▸ **EXTRACT**
......

Great list, thanks!
Quick comment on conversion-therapy bans. The laws in New Zealand and Canada have been praised as being particularly strong and loophole free, with Roman Catholic leaders in those nations seeming to agree, loudly complaining the laws will criminalize Church counseling designed to reduce or eliminate "unwanted same-sex attraction."
LGBTQ advocates have been happy to inform those leaders that that's what the laws are supposed to do. Mission accomplished.
French LGBTQ advocates have warned, on the other hand, that religious exceptions to the conversion therapy ban won by the Church in France render the law there toothless where it matters the most.
Conversion therapy is rarely or never practiced in France by licensed medical professionals. The people actually practicing it tend to be Catholic nuns and priests using combinations of psychological counseling techniques and spiritual practices that the Church rather jaw-droppingly claims is not conversion therapy, kind of in the same way Donald Trump claims obvious truths are not true. Say it loudly and frequently enough, and lots of people will believe you.
In any case, the New Zealand and Canadian laws criminalize the Church's practices. The French law gives the Church an out.
What this means on the ground in France in terms of the number of people, mostly adolescents, subjected to conversion therapy is that nothing much will change.

......

▸ **EXERCISE GOAL**
According to the comment on conversion-therapy bans, who tends to practice conversion therapy in France? Please answer briefly. The records have no connection to the comment.

Localization data, one point per instance:
......

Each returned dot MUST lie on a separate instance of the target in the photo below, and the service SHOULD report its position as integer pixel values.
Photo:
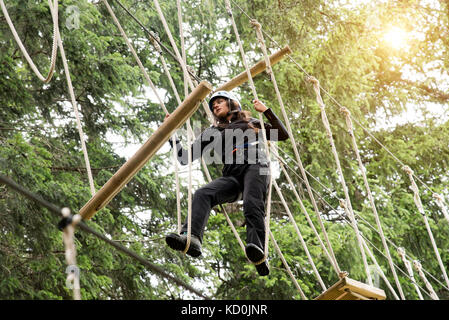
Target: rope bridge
(345, 288)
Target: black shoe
(255, 254)
(263, 269)
(178, 242)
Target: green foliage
(342, 45)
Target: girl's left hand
(259, 106)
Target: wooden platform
(349, 289)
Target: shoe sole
(175, 242)
(254, 253)
(262, 269)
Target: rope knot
(255, 24)
(437, 197)
(417, 265)
(401, 252)
(345, 111)
(407, 169)
(313, 80)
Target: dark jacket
(236, 145)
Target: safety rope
(189, 131)
(307, 75)
(429, 287)
(338, 104)
(408, 266)
(155, 41)
(185, 70)
(81, 225)
(439, 200)
(261, 41)
(347, 114)
(74, 104)
(347, 204)
(136, 57)
(73, 280)
(293, 170)
(54, 51)
(262, 128)
(298, 232)
(418, 203)
(379, 269)
(287, 267)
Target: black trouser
(253, 186)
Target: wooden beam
(146, 152)
(349, 289)
(255, 70)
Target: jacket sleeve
(275, 124)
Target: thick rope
(189, 131)
(379, 269)
(371, 198)
(68, 233)
(298, 232)
(258, 29)
(57, 211)
(74, 105)
(408, 266)
(301, 204)
(264, 134)
(418, 203)
(287, 267)
(155, 41)
(335, 101)
(360, 217)
(185, 70)
(136, 57)
(429, 287)
(347, 205)
(439, 200)
(54, 15)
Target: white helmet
(223, 94)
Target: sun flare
(396, 38)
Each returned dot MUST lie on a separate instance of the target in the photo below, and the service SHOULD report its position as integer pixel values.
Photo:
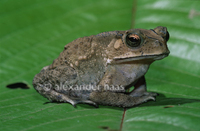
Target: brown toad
(99, 68)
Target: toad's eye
(133, 40)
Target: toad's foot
(118, 99)
(59, 97)
(150, 94)
(137, 94)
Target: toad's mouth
(142, 58)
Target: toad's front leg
(141, 89)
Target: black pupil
(133, 39)
(167, 36)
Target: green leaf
(34, 32)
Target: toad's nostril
(167, 36)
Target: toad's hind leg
(141, 89)
(59, 97)
(118, 99)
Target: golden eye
(133, 40)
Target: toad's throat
(140, 58)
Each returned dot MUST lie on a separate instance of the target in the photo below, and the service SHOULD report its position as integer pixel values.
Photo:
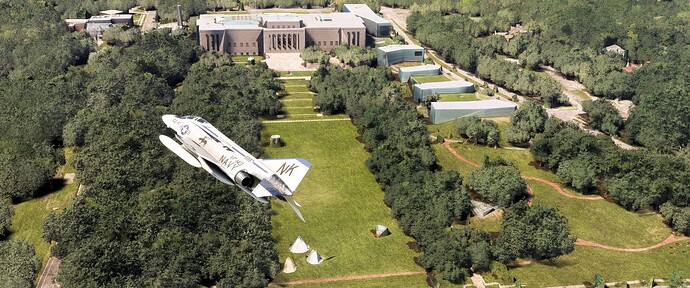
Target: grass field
(293, 82)
(397, 281)
(27, 222)
(430, 78)
(457, 97)
(296, 73)
(342, 203)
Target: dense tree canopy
(533, 232)
(498, 182)
(177, 226)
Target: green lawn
(245, 58)
(584, 262)
(296, 73)
(293, 89)
(580, 94)
(430, 78)
(299, 110)
(397, 281)
(342, 203)
(293, 96)
(457, 97)
(27, 222)
(298, 103)
(293, 81)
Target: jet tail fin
(290, 170)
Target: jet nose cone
(168, 120)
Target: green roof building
(420, 91)
(393, 54)
(405, 73)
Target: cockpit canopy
(195, 118)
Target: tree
(498, 184)
(676, 280)
(538, 232)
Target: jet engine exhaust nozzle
(243, 178)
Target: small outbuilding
(289, 266)
(374, 24)
(393, 54)
(405, 73)
(382, 231)
(299, 246)
(482, 209)
(420, 91)
(442, 112)
(314, 258)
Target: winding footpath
(347, 278)
(671, 238)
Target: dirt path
(671, 238)
(347, 278)
(561, 191)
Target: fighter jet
(205, 147)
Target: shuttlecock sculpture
(299, 246)
(382, 231)
(289, 266)
(314, 258)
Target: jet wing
(290, 170)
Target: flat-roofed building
(376, 25)
(442, 112)
(278, 33)
(97, 24)
(393, 54)
(405, 73)
(420, 91)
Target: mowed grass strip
(293, 89)
(297, 103)
(296, 73)
(299, 110)
(27, 222)
(584, 262)
(292, 81)
(598, 221)
(292, 96)
(386, 282)
(341, 203)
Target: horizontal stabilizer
(290, 170)
(179, 151)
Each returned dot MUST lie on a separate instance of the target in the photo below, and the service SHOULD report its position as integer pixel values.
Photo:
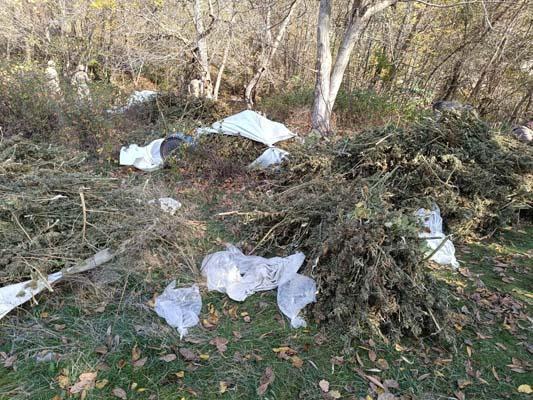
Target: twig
(84, 209)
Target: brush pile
(56, 211)
(349, 207)
(479, 179)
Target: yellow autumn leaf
(101, 384)
(223, 387)
(525, 389)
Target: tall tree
(329, 76)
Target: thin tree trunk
(331, 83)
(321, 117)
(201, 40)
(266, 59)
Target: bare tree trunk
(330, 84)
(321, 117)
(201, 40)
(267, 58)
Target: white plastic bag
(147, 158)
(239, 276)
(433, 223)
(179, 307)
(294, 295)
(167, 204)
(271, 156)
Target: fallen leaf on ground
(383, 364)
(9, 361)
(324, 385)
(168, 357)
(462, 383)
(297, 362)
(85, 381)
(188, 354)
(386, 396)
(525, 389)
(135, 353)
(62, 381)
(265, 381)
(140, 363)
(334, 394)
(101, 384)
(223, 387)
(120, 393)
(220, 343)
(391, 384)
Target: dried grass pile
(480, 179)
(56, 211)
(349, 206)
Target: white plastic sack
(167, 204)
(271, 156)
(142, 96)
(239, 276)
(253, 126)
(14, 295)
(179, 307)
(433, 223)
(294, 295)
(147, 158)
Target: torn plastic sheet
(167, 204)
(253, 126)
(146, 158)
(433, 231)
(12, 296)
(179, 307)
(294, 295)
(239, 276)
(271, 156)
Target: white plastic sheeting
(147, 158)
(238, 275)
(253, 126)
(167, 204)
(294, 295)
(271, 156)
(433, 231)
(179, 307)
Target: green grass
(69, 323)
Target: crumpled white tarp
(271, 156)
(251, 125)
(147, 158)
(238, 275)
(294, 295)
(14, 295)
(167, 204)
(433, 229)
(179, 307)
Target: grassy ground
(123, 341)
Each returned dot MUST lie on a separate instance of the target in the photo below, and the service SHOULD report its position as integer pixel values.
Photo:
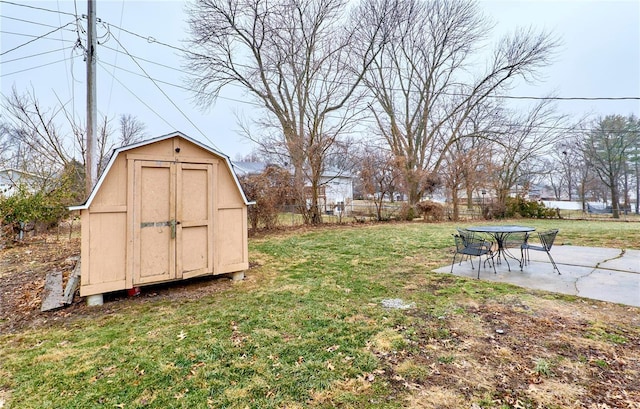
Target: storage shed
(164, 209)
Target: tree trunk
(614, 202)
(454, 202)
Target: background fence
(361, 211)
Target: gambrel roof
(122, 149)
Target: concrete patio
(604, 274)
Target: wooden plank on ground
(72, 284)
(52, 293)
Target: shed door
(172, 221)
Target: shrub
(407, 212)
(431, 210)
(25, 208)
(271, 190)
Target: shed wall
(107, 225)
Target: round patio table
(500, 233)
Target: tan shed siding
(203, 196)
(228, 194)
(113, 191)
(232, 241)
(107, 253)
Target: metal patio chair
(470, 245)
(546, 242)
(516, 241)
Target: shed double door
(173, 221)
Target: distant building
(11, 178)
(335, 192)
(249, 168)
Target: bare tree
(379, 175)
(524, 142)
(607, 148)
(131, 129)
(294, 57)
(421, 84)
(49, 142)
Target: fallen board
(52, 295)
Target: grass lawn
(307, 328)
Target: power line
(37, 38)
(143, 59)
(38, 66)
(28, 21)
(137, 97)
(180, 86)
(151, 39)
(166, 96)
(36, 55)
(36, 8)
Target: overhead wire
(36, 38)
(136, 96)
(38, 66)
(165, 94)
(36, 8)
(28, 21)
(36, 55)
(151, 40)
(115, 61)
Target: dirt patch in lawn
(24, 266)
(519, 351)
(522, 354)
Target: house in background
(335, 192)
(11, 178)
(243, 168)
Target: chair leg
(555, 267)
(453, 261)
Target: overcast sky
(599, 58)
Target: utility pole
(91, 170)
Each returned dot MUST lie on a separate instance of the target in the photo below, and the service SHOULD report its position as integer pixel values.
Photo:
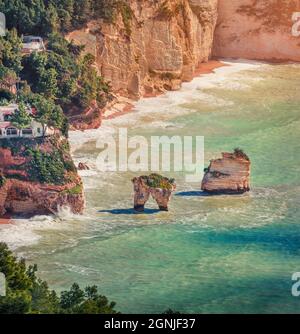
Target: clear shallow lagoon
(208, 254)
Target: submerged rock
(228, 175)
(159, 187)
(38, 176)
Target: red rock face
(257, 29)
(26, 198)
(167, 42)
(19, 195)
(229, 175)
(142, 194)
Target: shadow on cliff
(129, 211)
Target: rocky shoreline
(38, 177)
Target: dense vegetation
(47, 160)
(239, 153)
(26, 293)
(47, 16)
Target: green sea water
(218, 254)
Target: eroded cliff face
(31, 184)
(156, 46)
(257, 29)
(228, 175)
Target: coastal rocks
(228, 175)
(38, 176)
(159, 45)
(257, 29)
(160, 188)
(28, 199)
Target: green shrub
(2, 181)
(239, 153)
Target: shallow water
(207, 254)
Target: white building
(8, 130)
(32, 43)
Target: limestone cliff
(37, 176)
(153, 45)
(257, 29)
(228, 175)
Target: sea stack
(228, 175)
(159, 187)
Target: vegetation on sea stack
(28, 294)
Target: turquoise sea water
(223, 254)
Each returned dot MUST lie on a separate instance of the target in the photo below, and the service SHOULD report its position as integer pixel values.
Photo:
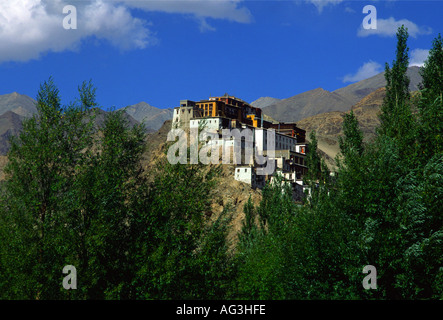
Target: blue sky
(162, 51)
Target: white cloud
(367, 70)
(30, 28)
(417, 57)
(215, 9)
(388, 28)
(320, 4)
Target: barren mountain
(357, 91)
(152, 117)
(264, 102)
(10, 125)
(17, 103)
(307, 104)
(319, 101)
(328, 126)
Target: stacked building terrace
(229, 112)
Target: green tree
(430, 127)
(41, 164)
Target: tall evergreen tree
(396, 117)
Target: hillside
(264, 102)
(320, 101)
(152, 117)
(328, 126)
(18, 103)
(306, 104)
(228, 191)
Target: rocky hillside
(18, 103)
(228, 191)
(328, 126)
(318, 101)
(152, 117)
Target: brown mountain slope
(307, 104)
(357, 91)
(17, 103)
(328, 126)
(319, 101)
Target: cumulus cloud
(417, 57)
(367, 70)
(30, 28)
(388, 28)
(320, 4)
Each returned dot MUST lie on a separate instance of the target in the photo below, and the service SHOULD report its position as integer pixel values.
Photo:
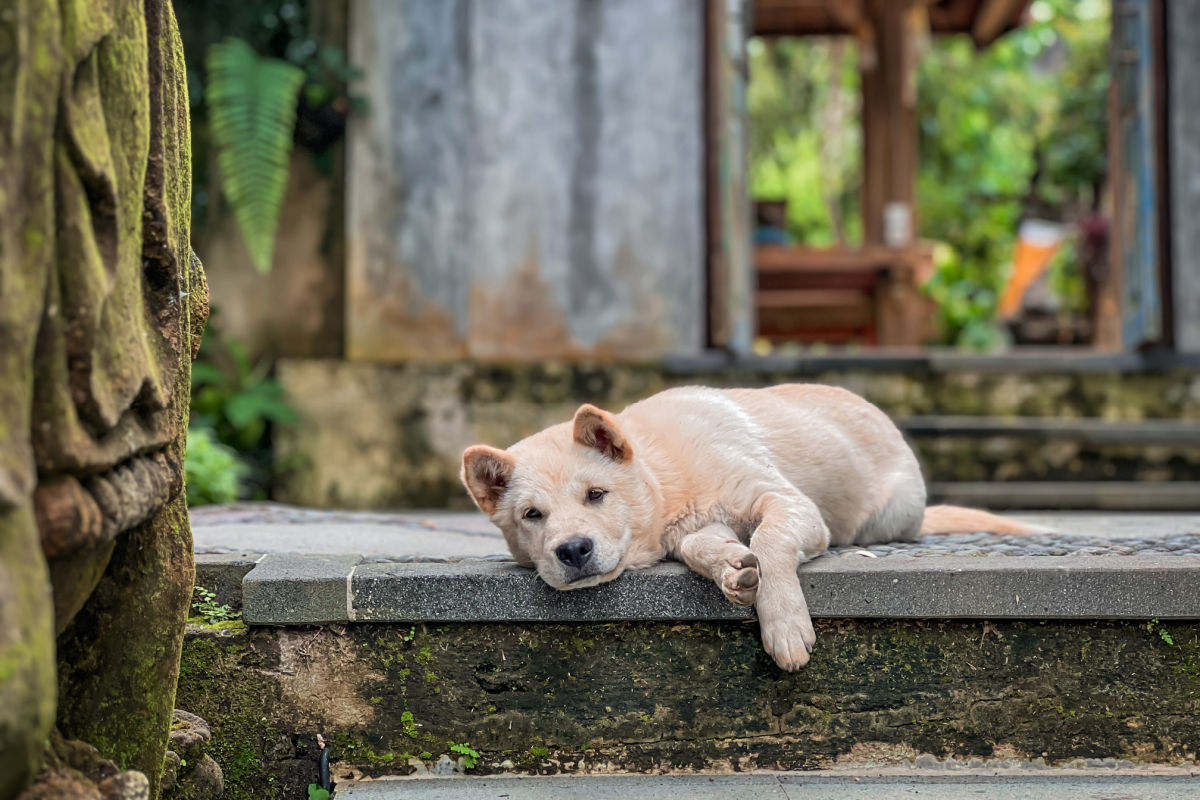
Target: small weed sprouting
(409, 725)
(205, 605)
(469, 755)
(1163, 633)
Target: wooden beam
(994, 18)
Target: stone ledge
(306, 589)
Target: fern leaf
(252, 109)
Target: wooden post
(889, 118)
(731, 312)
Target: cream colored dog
(741, 485)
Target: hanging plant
(252, 109)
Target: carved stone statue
(101, 308)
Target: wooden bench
(841, 295)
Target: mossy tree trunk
(101, 308)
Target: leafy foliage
(1013, 131)
(211, 470)
(252, 108)
(234, 403)
(205, 605)
(280, 29)
(805, 144)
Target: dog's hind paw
(741, 579)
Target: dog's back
(838, 449)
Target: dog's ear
(486, 473)
(598, 429)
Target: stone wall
(528, 181)
(391, 435)
(648, 697)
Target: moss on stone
(655, 696)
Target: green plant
(1163, 633)
(211, 470)
(469, 755)
(238, 401)
(252, 110)
(205, 605)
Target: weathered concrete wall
(1183, 164)
(393, 435)
(528, 182)
(702, 696)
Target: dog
(742, 485)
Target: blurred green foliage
(1017, 130)
(211, 470)
(234, 403)
(274, 29)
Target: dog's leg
(791, 531)
(717, 552)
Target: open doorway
(929, 173)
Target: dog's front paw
(787, 632)
(741, 579)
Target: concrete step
(957, 447)
(1115, 495)
(982, 785)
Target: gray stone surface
(528, 181)
(499, 591)
(983, 783)
(298, 589)
(293, 590)
(445, 535)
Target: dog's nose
(575, 551)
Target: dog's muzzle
(577, 555)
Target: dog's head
(567, 498)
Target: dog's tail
(958, 519)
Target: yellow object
(1037, 241)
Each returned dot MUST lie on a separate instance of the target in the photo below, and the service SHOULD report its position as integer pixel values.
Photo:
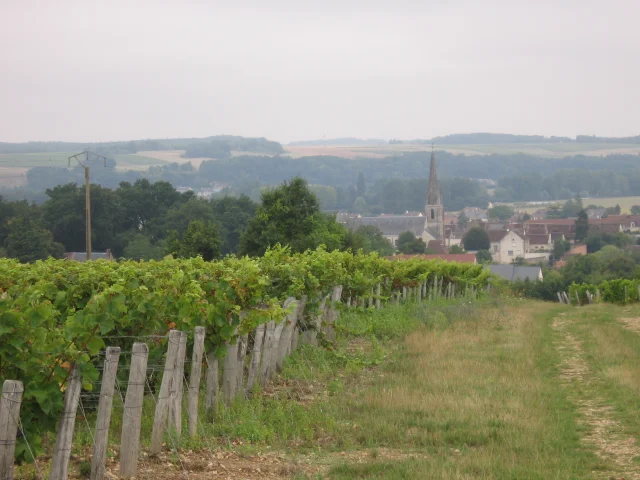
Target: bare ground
(604, 433)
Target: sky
(291, 70)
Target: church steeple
(434, 210)
(433, 194)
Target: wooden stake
(132, 415)
(64, 439)
(194, 380)
(101, 437)
(164, 396)
(256, 355)
(9, 418)
(175, 407)
(213, 384)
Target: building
(434, 210)
(428, 226)
(447, 257)
(506, 245)
(82, 256)
(514, 273)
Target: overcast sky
(293, 69)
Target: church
(428, 225)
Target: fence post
(62, 449)
(194, 380)
(213, 383)
(229, 372)
(256, 355)
(9, 417)
(175, 406)
(284, 344)
(267, 346)
(101, 438)
(132, 413)
(164, 396)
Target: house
(391, 226)
(428, 226)
(514, 273)
(447, 257)
(506, 245)
(82, 256)
(475, 213)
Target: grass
(455, 390)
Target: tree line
(145, 221)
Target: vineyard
(57, 319)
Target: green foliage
(200, 239)
(501, 212)
(408, 243)
(476, 238)
(290, 215)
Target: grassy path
(600, 352)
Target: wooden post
(267, 346)
(9, 417)
(62, 449)
(256, 355)
(132, 413)
(243, 344)
(213, 384)
(164, 395)
(194, 380)
(289, 324)
(229, 373)
(101, 437)
(175, 407)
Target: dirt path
(603, 432)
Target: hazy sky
(293, 69)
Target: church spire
(433, 194)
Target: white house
(506, 245)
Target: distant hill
(338, 142)
(508, 138)
(194, 146)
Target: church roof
(391, 224)
(433, 195)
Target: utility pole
(87, 194)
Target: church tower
(433, 210)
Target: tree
(582, 226)
(289, 215)
(368, 238)
(484, 256)
(501, 212)
(476, 238)
(141, 248)
(408, 243)
(200, 239)
(28, 241)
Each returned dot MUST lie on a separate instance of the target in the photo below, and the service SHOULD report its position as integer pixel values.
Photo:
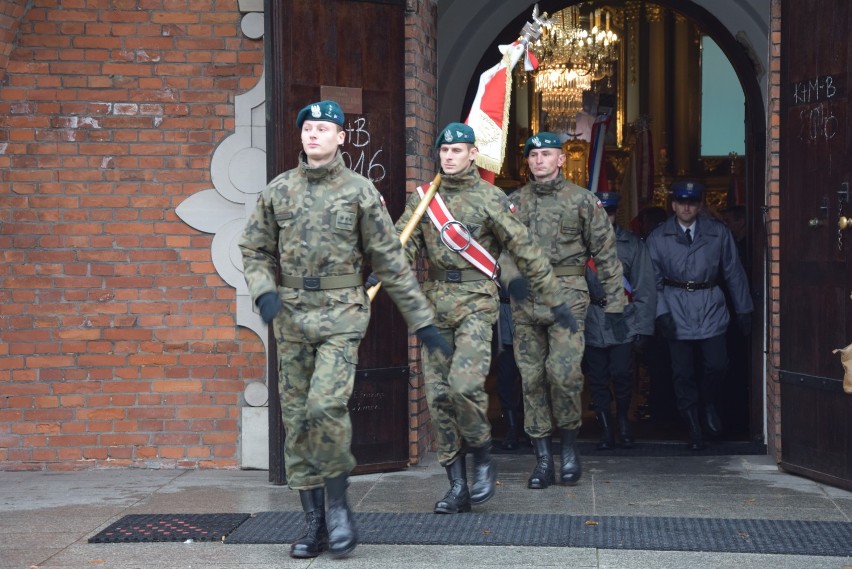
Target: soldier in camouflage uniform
(572, 227)
(316, 226)
(466, 306)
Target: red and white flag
(489, 114)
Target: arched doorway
(469, 33)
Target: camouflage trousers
(315, 382)
(455, 387)
(549, 359)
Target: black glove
(519, 289)
(666, 326)
(744, 323)
(641, 343)
(617, 322)
(432, 339)
(269, 305)
(563, 316)
(371, 281)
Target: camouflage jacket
(328, 221)
(490, 218)
(571, 226)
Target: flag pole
(406, 232)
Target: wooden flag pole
(406, 232)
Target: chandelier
(573, 50)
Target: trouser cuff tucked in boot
(484, 474)
(457, 499)
(314, 540)
(544, 473)
(342, 536)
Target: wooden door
(816, 257)
(352, 52)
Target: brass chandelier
(573, 51)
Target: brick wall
(421, 109)
(773, 174)
(118, 342)
(10, 18)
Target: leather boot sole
(305, 554)
(340, 553)
(461, 509)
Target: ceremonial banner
(489, 114)
(598, 181)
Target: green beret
(687, 191)
(454, 133)
(542, 140)
(328, 111)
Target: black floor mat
(714, 448)
(170, 527)
(551, 530)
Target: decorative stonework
(238, 173)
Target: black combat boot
(457, 499)
(571, 467)
(607, 441)
(315, 539)
(484, 474)
(544, 473)
(696, 439)
(622, 409)
(510, 441)
(342, 537)
(712, 420)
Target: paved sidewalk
(47, 517)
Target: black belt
(691, 286)
(456, 276)
(322, 283)
(569, 271)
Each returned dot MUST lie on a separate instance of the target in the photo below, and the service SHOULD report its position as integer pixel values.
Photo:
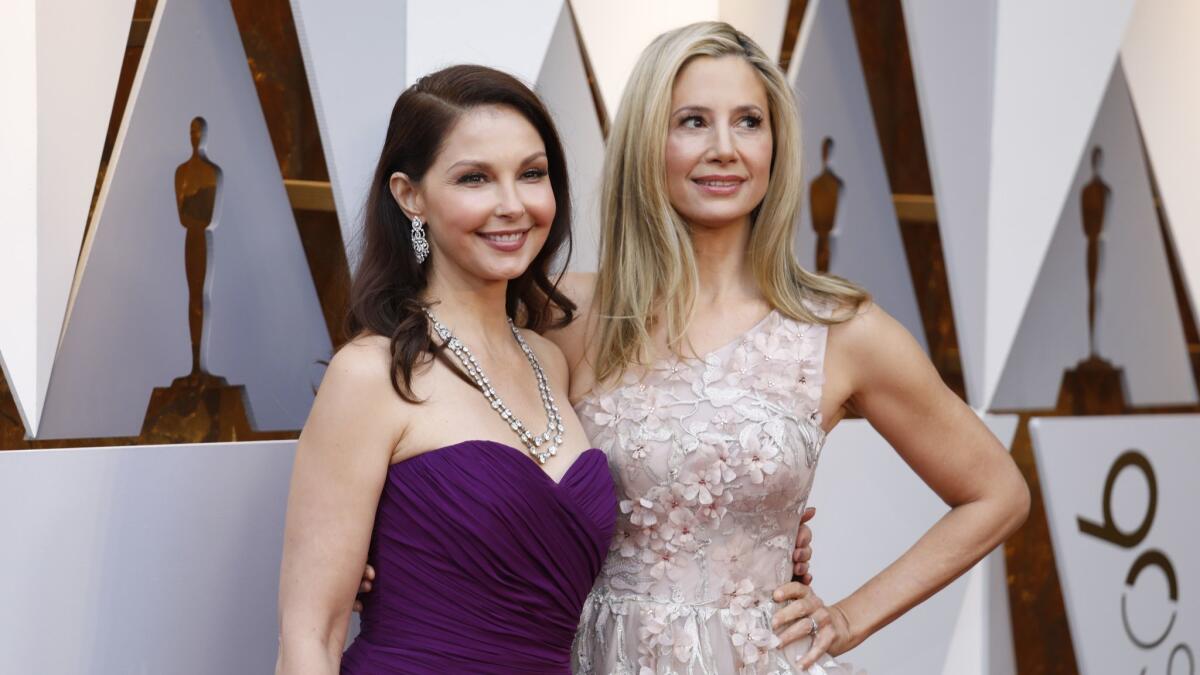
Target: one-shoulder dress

......

▸ **THE COMPLETED TASK**
Catholic nuns and priests.